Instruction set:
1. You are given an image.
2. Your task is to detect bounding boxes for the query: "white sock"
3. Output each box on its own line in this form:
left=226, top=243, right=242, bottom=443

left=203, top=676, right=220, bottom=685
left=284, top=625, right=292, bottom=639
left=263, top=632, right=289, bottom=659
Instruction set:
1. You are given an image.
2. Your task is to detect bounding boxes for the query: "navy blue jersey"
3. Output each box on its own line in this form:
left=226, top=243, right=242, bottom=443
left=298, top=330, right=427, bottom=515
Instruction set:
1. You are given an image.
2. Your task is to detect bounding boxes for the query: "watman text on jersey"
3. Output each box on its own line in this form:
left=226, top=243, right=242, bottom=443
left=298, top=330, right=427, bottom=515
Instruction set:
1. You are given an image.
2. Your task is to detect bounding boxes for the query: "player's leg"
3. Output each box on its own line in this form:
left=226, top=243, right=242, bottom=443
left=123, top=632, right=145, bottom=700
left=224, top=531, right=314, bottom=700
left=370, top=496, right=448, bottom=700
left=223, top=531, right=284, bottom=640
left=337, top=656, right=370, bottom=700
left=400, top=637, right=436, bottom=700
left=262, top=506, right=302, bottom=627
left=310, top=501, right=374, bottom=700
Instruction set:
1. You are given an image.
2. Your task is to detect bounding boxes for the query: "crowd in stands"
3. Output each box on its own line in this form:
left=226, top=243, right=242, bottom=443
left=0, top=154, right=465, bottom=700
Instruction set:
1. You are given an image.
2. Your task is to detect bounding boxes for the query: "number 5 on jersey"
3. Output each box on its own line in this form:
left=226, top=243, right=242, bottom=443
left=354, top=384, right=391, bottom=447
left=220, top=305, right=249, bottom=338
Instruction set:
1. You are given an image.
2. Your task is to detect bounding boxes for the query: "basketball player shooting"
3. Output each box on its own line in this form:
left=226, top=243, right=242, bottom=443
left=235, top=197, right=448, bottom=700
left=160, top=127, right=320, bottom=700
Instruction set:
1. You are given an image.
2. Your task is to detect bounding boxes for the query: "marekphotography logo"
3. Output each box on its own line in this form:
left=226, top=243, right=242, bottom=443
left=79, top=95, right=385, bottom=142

======

▶ Short task: State how many lines in the listing above contain the string "detect", giving only the number.

▶ Solution to this problem: 8